The records below are to be copied word for word, with every picture left out.

Data listing:
╭──

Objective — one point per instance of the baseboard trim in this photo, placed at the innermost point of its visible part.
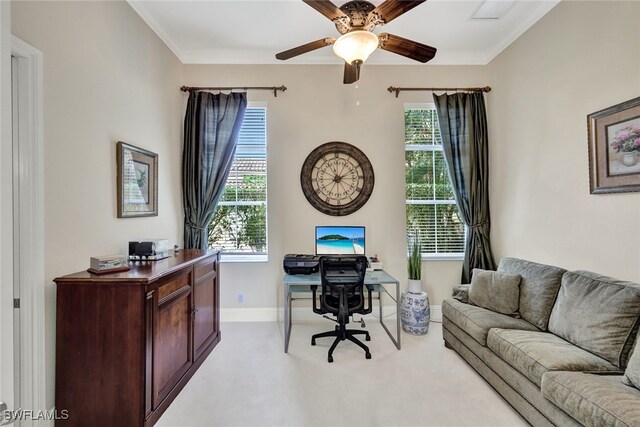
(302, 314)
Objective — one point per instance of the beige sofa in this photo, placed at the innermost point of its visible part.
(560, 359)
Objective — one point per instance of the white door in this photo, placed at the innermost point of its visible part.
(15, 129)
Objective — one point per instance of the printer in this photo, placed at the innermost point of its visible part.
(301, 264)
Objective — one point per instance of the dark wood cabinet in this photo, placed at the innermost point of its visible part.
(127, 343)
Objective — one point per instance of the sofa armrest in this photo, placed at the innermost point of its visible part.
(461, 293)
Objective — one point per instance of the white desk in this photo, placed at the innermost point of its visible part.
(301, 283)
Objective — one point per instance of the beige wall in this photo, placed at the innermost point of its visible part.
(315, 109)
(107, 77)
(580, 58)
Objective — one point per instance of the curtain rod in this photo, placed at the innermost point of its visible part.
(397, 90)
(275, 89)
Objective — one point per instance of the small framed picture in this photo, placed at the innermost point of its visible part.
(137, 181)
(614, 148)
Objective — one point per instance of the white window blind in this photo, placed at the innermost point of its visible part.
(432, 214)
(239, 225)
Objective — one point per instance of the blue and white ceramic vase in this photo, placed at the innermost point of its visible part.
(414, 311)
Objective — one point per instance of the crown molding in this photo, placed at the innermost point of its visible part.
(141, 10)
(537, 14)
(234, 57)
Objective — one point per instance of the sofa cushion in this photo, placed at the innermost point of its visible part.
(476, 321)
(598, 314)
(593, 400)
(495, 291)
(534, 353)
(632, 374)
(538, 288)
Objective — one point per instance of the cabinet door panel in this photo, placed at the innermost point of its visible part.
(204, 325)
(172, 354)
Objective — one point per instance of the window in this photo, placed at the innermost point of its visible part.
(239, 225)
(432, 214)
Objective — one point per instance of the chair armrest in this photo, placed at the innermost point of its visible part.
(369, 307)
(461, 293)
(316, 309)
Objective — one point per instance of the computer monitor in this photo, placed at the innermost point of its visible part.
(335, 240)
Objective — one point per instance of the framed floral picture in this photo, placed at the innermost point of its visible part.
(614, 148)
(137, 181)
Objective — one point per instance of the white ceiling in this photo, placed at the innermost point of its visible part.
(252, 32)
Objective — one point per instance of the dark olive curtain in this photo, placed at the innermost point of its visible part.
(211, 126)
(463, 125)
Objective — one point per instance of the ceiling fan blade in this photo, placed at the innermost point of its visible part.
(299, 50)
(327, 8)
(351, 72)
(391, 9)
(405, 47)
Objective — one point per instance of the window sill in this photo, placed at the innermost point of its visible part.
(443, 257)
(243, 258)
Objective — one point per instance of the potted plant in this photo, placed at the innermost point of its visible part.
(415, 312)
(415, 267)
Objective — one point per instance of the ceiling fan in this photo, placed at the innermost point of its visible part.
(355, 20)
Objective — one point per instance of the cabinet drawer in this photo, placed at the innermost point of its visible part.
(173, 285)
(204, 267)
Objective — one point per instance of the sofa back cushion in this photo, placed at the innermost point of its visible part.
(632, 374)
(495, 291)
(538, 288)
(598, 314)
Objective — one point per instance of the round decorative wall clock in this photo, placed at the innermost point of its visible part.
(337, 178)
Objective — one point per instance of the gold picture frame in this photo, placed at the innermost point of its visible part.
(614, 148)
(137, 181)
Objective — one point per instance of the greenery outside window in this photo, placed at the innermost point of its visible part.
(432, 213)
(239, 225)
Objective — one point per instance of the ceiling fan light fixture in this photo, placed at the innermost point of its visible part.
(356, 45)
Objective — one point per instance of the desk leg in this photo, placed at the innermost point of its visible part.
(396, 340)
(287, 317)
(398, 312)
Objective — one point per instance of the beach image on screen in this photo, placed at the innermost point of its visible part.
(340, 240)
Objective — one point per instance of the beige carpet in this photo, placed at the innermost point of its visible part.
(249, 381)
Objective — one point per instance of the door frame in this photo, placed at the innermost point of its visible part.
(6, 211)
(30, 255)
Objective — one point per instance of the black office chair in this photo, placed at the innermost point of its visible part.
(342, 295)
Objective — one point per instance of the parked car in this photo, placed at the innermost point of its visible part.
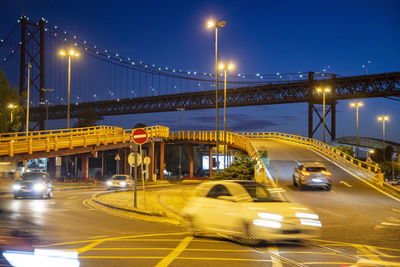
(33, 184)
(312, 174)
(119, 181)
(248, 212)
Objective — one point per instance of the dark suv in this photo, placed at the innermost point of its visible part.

╰──

* [WRITTEN ANSWER]
Objective — one point per instance of the baseboard trim in this photo, placed at the innermost point of its visible part.
(302, 314)
Objective — one point per instance of the beige sofa in this photo, placed at the innermost point of its visible part.
(560, 359)
Objective — one point per instance of the white door in this photo, placed at the innermost point of its visible part.
(15, 129)
Objective — one point per instance of the printer in this photo, placed at the innermost point of its visible part.
(301, 264)
Objective — one point per instance of the dark wood cabinet in this photo, placed at the innermost point of its visible part.
(127, 343)
Objective — one point per instance of the sofa armrest in this photo, placed at the innermost point of its visible part.
(461, 293)
Objective — one point per instance of the white desk in this photo, placed at the innermost point of its visible part.
(301, 283)
Objective — one point per instance of the beige wall in this photo, placed at the innermost point of its visible part.
(315, 109)
(107, 77)
(580, 58)
Objective — one point per instance of the curtain rod in this photo, placed at the innermost point of its visible part.
(397, 90)
(275, 89)
Objective — one point per instance of the small framed picture in this photo, placed at the innermost point of its visible part.
(137, 181)
(614, 148)
Objective — one point per instance of the white window blind in this photo, placed at the innermost point of its visible part.
(432, 214)
(239, 225)
Objective — one point per instance of the blue and white ceramic vase in this photo, placed at the innermost point of its visible part.
(414, 311)
Objective — one point per instance of the crown molding in this photo, placed at the innermost point of its visible part.
(141, 10)
(537, 14)
(234, 57)
Objective — one point per instance of the sofa cushion in this photo, placed at the innermost point of its visible part.
(476, 321)
(598, 314)
(593, 400)
(495, 291)
(534, 353)
(632, 374)
(538, 288)
Objective — one point per instance of the cabinet door panel in this photo, placed at the innermost point of its visible part.
(204, 325)
(172, 354)
Objective — one point per instance of the window in this photo, placed at the innermost point of its visible part.
(239, 225)
(432, 214)
Objective — one point per instance of the chair armrest in this photo, placed at the innermost point of its visible part.
(369, 307)
(461, 293)
(316, 309)
Objective — one point per instance of the computer monitor in this photo, placed at the innermost point of its visible part.
(335, 240)
Objective — one point per instance of the framed floral picture in this photo, placed at the innermost point of its visible part.
(614, 148)
(137, 181)
Objective — one point per instance of the white ceiling in this photo, placed at the innermost point of its visible part.
(252, 32)
Objective — one point per instance of the dark olive curtain in this photo, placed at the innermost point of its visible part.
(211, 126)
(463, 125)
Objective — one point per instance of the ceiling fan blade in this photo, placed at the innermost point of its visible part.
(299, 50)
(327, 8)
(351, 72)
(391, 9)
(405, 47)
Objective — one point per instance of the window sill in this photo, placed at the innermost point of its visible part.
(443, 257)
(243, 258)
Objective — one point per instance of the potted plant in this photo, placed at the innermost point of its visible part.
(415, 312)
(415, 267)
Objective — one point per instance of the ceiling fan in this photo, placed at the innermost point of its visible part.
(355, 20)
Objective — one point per instance of the cabinet drawer in this photo, placed at the innermost point of its visible part.
(173, 285)
(204, 267)
Objective — one point per instance of the sofa back cushion in this photo, placed at the innermost point of its visible part.
(632, 374)
(495, 291)
(538, 288)
(598, 314)
Objective — one point per instance of the round decorative wall clock in this photo, placed at the innermost point of its visible part.
(337, 178)
Objective — one point per instance of the gold picture frame in this photo, placed at the innermost point of its visible part.
(614, 148)
(137, 181)
Objective — one point per instance of the greenery outside window in this photo, placed at the innermost point of its visible part.
(432, 213)
(239, 225)
Objective — one point per instance of the ceiling fan light fixture in this photo, placed at the innermost point of its visible part.
(356, 45)
Objective — one point per instance of the desk leg in this photo, placed at the innermost point of its visible part.
(396, 340)
(287, 317)
(398, 312)
Objective — one point per instance of the beach image on screen in this photo, placed at the innermost point of its visible part.
(340, 240)
Objective — one point per instance of the beige carpet in this photo, placed at the innermost point of its visible part.
(249, 381)
Objective — one point per instance of the door frame in this photo, placed at the innermost point of its visible part.
(6, 211)
(30, 255)
Objective — one point per instance of the black office chair in this photo, placed at the innermost point of its visible part.
(342, 295)
Objective — one point per instance of the parked car in this photo, placed at the innermost point of its visible part.
(33, 184)
(312, 174)
(119, 181)
(248, 212)
Objective — one point per instance of the dark suv in this photo, placed at the innermost point of its visible part.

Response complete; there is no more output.